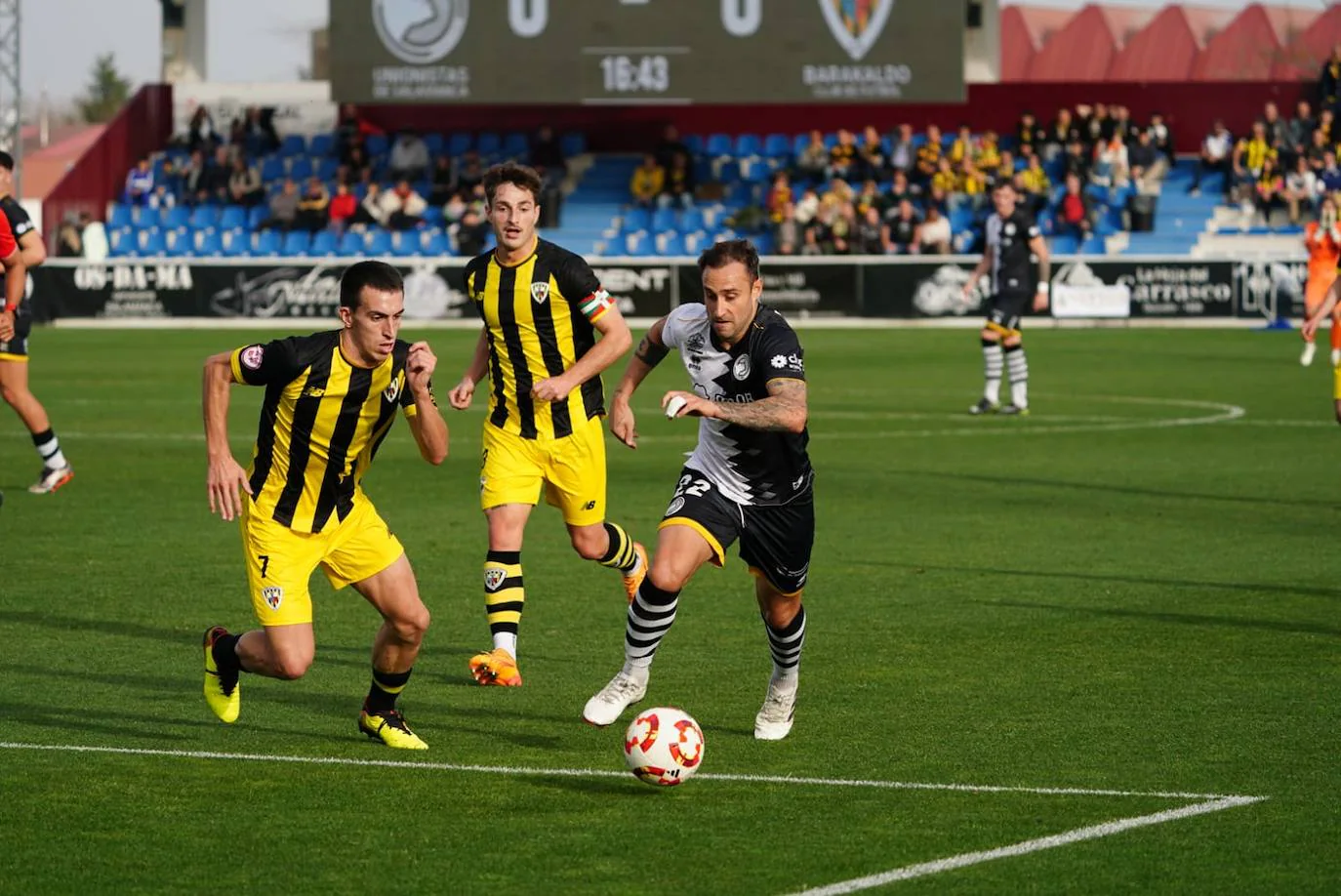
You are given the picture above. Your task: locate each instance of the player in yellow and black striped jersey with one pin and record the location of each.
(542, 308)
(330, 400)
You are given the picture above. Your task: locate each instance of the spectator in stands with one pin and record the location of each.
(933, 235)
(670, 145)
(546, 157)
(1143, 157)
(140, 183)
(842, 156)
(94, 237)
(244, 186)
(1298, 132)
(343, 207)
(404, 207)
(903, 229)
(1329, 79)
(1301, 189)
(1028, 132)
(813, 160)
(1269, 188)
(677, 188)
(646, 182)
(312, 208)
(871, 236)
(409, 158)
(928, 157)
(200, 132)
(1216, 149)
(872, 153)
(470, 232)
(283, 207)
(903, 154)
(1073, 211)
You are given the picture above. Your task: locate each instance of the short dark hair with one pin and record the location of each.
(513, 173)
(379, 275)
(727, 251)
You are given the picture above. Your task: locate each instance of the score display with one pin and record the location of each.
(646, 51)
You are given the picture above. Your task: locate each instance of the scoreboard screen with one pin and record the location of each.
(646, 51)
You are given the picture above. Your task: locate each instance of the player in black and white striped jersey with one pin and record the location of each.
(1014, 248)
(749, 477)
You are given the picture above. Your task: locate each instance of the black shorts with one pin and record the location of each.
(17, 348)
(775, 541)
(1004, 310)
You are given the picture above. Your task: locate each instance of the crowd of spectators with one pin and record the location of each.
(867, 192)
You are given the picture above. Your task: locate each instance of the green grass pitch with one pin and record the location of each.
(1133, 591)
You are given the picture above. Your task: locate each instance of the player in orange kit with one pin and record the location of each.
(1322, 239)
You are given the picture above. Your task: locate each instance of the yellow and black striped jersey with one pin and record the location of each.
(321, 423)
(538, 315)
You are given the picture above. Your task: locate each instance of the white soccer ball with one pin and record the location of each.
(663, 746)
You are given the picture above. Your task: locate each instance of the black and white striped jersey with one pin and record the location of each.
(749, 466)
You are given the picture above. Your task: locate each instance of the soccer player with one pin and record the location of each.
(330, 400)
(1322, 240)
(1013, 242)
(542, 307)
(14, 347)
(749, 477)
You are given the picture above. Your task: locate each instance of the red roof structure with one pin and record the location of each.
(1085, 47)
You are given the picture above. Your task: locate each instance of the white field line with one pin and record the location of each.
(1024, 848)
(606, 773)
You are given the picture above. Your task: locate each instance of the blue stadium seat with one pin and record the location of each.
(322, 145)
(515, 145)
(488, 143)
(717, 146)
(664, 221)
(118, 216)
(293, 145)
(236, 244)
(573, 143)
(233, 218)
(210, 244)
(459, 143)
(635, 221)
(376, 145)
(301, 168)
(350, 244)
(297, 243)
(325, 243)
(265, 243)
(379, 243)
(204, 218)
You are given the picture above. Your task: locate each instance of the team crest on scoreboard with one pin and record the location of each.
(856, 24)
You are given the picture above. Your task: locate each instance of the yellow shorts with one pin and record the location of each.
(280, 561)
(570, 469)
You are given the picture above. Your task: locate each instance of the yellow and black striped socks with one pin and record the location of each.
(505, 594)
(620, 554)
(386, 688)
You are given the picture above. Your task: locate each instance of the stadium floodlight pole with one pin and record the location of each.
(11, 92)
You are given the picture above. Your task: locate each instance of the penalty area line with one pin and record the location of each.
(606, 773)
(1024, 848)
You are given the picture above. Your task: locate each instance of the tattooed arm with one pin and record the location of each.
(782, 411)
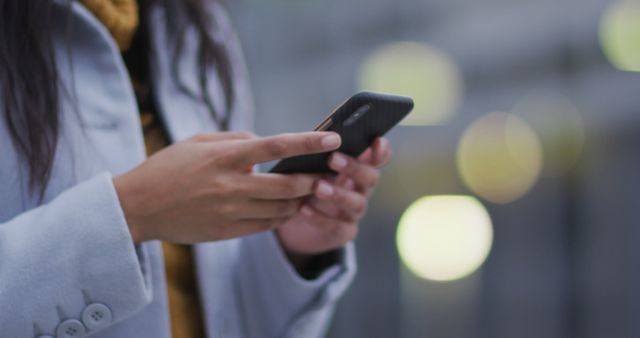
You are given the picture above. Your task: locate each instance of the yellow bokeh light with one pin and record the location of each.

WHAT IS REQUIRED: Could you reproduce every record above exactly, leaving out any pictures?

ANSWER FOR THIS EXERCISE:
You are given the picture above. Your task: locate each instance of the player in yellow and black striped jersey with one pin and record the location of each.
(542, 308)
(330, 400)
You are given the picture above. Your task: locate each instance of the spectator in stands with one pin and record the location of each.
(933, 235)
(670, 145)
(546, 157)
(1143, 157)
(140, 183)
(842, 156)
(94, 237)
(244, 186)
(1298, 132)
(343, 207)
(404, 207)
(903, 229)
(1329, 79)
(1301, 189)
(1028, 132)
(813, 160)
(1269, 188)
(677, 188)
(646, 182)
(312, 208)
(871, 236)
(409, 158)
(928, 157)
(200, 132)
(1216, 149)
(872, 153)
(470, 232)
(283, 207)
(903, 154)
(1073, 211)
You are given the picture above. Your task: locate each instance of the short dark hair with one pin and record the location of each.
(513, 173)
(379, 275)
(727, 251)
You are given the picture above. Your task: locate each instance of the score display with one pin and record the location of each.
(646, 51)
You are given the picture above. Your task: locate each instance of the scoreboard screen with one pin and record the location of each.
(646, 51)
You are given the picture above. Your task: locate each instance of the player in black and white striped jersey with one pin and record the location of each.
(1014, 248)
(749, 477)
You are given the picture above. Your task: locate each instance of the black shorts with one pin and record the location of each.
(17, 348)
(775, 541)
(1004, 310)
You are given the picture above. Your task: locate each instance of the crowd of spectators with one pin and record the location of each.
(867, 192)
You are given the picture above. Your task: locate each instance of the green grass pitch with one pin and record the location of each.
(1133, 591)
You are given the picture above. Your task: locate each instance of the player in orange kit with one pin and record the location of each.
(1322, 239)
You are given the picture above. Your task: locate each instance of the yellow and black striped jersey with one pin and record the location of each.
(321, 423)
(538, 315)
You are given the picture above. Your task: locate each instance of the white soccer ball with one pin and record the location of each.
(663, 746)
You are given the picture above. Your task: locate each instance of the black and white striped jersey with one pin and record the location of each.
(749, 466)
You are given the picture above. Your task: locate each instance of the soccer player with one pin and record the location of each.
(330, 400)
(1322, 240)
(1013, 242)
(542, 307)
(14, 347)
(749, 477)
You are given the picture above. Your task: locate each instance of the red roof structure with one pin and record the location of each.
(1085, 47)
You are given the picture above. Your task: locate each instance of the white field line with one pin and record the location of each.
(1024, 848)
(606, 773)
You are given the picture above. Your task: locate each instance of the blue stadium seat with one pin and record the location of each.
(322, 145)
(515, 145)
(488, 143)
(717, 146)
(664, 221)
(118, 216)
(293, 145)
(236, 244)
(573, 143)
(233, 218)
(210, 244)
(459, 143)
(635, 221)
(376, 145)
(301, 168)
(350, 244)
(297, 243)
(325, 243)
(265, 243)
(379, 243)
(204, 218)
You are given the picture above. Your task: locate each instance of the team crest on scoreboard with one pin and record the location of each.
(856, 24)
You are given the picture above. Your task: locate each instance of the yellow shorts with one pin and record the location of each.
(280, 561)
(570, 469)
You are given the picture above. Your task: locate each instance of the yellow and black striped socks with one pin and record the location of each.
(505, 594)
(620, 554)
(386, 688)
You are given the picture above. Your task: locate each instance of the stadium floodlight pole with one pin and record the location of each.
(11, 92)
You are given the picture above. Your task: locate each instance of the penalty area line with one pin and record the location of each.
(606, 773)
(1024, 848)
You are given the picture above. Your task: locate each instance of the tattooed arm with one pin and record the location of each.
(782, 411)
You are given the picture above. Your task: locate each instance of the yellow bokeh light with one pin and record the location of each.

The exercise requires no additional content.